Natural language region descriptions:
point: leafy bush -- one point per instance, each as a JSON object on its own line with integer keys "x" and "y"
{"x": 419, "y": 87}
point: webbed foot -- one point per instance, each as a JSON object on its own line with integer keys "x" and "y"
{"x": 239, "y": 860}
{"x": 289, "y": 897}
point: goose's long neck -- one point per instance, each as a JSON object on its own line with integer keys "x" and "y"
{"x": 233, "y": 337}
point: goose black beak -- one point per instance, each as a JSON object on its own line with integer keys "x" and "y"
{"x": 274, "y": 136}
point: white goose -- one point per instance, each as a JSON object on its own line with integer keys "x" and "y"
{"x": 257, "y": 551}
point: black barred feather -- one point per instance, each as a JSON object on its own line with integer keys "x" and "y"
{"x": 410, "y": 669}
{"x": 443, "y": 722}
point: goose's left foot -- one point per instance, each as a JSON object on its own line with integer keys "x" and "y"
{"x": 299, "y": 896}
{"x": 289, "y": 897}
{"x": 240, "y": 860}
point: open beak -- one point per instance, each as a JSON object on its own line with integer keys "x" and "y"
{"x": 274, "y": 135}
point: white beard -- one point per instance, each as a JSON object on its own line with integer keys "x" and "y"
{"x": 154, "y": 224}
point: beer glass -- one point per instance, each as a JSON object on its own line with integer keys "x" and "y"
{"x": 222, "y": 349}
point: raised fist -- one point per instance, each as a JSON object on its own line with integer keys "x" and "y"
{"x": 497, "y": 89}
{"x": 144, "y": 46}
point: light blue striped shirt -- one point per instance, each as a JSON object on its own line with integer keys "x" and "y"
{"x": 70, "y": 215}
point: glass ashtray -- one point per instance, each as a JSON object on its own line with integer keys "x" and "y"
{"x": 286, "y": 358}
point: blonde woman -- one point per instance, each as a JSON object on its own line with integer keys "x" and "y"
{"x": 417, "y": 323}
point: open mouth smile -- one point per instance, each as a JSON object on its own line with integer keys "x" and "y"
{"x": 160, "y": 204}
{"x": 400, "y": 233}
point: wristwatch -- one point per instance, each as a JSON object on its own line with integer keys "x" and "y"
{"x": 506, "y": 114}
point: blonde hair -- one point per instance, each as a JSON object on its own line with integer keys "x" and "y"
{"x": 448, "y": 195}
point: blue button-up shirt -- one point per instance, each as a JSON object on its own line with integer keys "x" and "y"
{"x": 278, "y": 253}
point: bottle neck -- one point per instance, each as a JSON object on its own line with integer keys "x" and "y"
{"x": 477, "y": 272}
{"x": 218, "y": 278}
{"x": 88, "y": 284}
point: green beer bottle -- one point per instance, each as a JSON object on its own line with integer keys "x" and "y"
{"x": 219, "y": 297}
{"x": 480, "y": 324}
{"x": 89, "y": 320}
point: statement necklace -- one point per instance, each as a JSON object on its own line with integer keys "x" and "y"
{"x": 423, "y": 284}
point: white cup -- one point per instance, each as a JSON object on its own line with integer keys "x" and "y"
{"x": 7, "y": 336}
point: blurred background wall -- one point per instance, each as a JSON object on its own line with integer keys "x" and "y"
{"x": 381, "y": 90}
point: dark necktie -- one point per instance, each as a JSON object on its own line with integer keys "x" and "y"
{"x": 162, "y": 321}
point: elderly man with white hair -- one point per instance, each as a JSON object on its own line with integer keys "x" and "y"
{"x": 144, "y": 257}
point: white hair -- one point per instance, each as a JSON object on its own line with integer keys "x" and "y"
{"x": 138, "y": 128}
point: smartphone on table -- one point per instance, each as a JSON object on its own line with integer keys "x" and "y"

== EXERCISE GOAL ==
All of the records should be repeated precisely as written.

== SOLUTION FOR THIS EXERCISE ==
point: leafy bush -- one point per instance, each as a JSON object on its own line with integer keys "x" and "y"
{"x": 419, "y": 87}
point: webbed foot -- one point per instance, each as a JSON object on its own line with integer keys "x" and "y"
{"x": 239, "y": 860}
{"x": 289, "y": 897}
point: goose's long neck -- one point per instance, each as a JSON object on its own line with integer keys "x" and "y"
{"x": 233, "y": 337}
point: goose black beak -- one point per instance, each as a JSON object on its own line with integer keys "x" and "y"
{"x": 274, "y": 136}
point: white goose -- one point per instance, each as a JSON object on its own line with integer keys "x" and "y"
{"x": 257, "y": 551}
point: black barred feather -- one point per instance, each as a JSON object on its own line with integer keys "x" and "y"
{"x": 410, "y": 669}
{"x": 443, "y": 722}
point: goose's left foot -- one point per instance, each as a JSON object on its own line with integer keys "x" and "y"
{"x": 299, "y": 896}
{"x": 289, "y": 897}
{"x": 240, "y": 860}
point: open beak -- one point per instance, each as a JSON object on its own line with integer keys "x" and "y"
{"x": 274, "y": 135}
point: white beard -- one point per instance, each as a JSON object on its own line with integer keys "x" and "y"
{"x": 154, "y": 224}
point: beer glass -- one point per instance, each as a JSON object on its own line with integer keys "x" and "y"
{"x": 222, "y": 349}
point: raised fist -- one point per instance, each as a JSON object on its own line with integer keys "x" and "y"
{"x": 497, "y": 89}
{"x": 144, "y": 46}
point: light blue striped shirt -- one point per instance, each as a JSON object on its own line with integer keys "x" and "y"
{"x": 70, "y": 215}
point: glass ashtray -- one point per instance, each as a JSON object on its own line with integer keys "x" and "y"
{"x": 286, "y": 358}
point: blonde woman -- one point per instance, each as a JSON object on its own line with integer keys "x" and "y"
{"x": 417, "y": 323}
point: open mouth smile -- one point per instance, each as a JSON object on its own line with integer keys "x" and "y"
{"x": 160, "y": 204}
{"x": 400, "y": 233}
point: wristwatch -- one point per instance, each as a JSON object on its own line with integer keys "x" and "y"
{"x": 506, "y": 114}
point: blonde hair -- one point per instance, each as a JSON object on its own line with integer keys "x" and "y"
{"x": 448, "y": 195}
point: blue button-up shirt -- one point per instance, each as a JSON object on its own line with integer keys "x" and "y"
{"x": 278, "y": 253}
point: bottle neck -- one point per instance, each as a JSON object on its own line with integer keys "x" and "y"
{"x": 477, "y": 272}
{"x": 218, "y": 278}
{"x": 88, "y": 284}
point: green beer bottle -- one point per instance, each as a JSON object on its own line with integer keys "x" and "y"
{"x": 219, "y": 297}
{"x": 480, "y": 324}
{"x": 89, "y": 320}
point: statement necklace -- one point per instance, each as a JSON object on its own line with integer keys "x" and "y"
{"x": 423, "y": 284}
point: white cup -- one point per instance, each as a JSON object on its own line with integer keys "x" and "y"
{"x": 7, "y": 336}
point: blurred background wall -- one point per instance, each as a JSON object on its own line with integer keys "x" and "y"
{"x": 381, "y": 90}
point: dark necktie -- one point per instance, each as a JSON object on its own line with integer keys "x" and "y"
{"x": 162, "y": 321}
point: elderly man with white hair -- one point per instance, each as a JSON object on its own line with integer keys "x" and "y"
{"x": 144, "y": 257}
point: white hair -- one point per instance, each as a JSON object on its own line with integer keys "x" and "y"
{"x": 138, "y": 128}
point: smartphone on table -- one point per instance, each as a JSON object on its own line with integer keys "x" and "y"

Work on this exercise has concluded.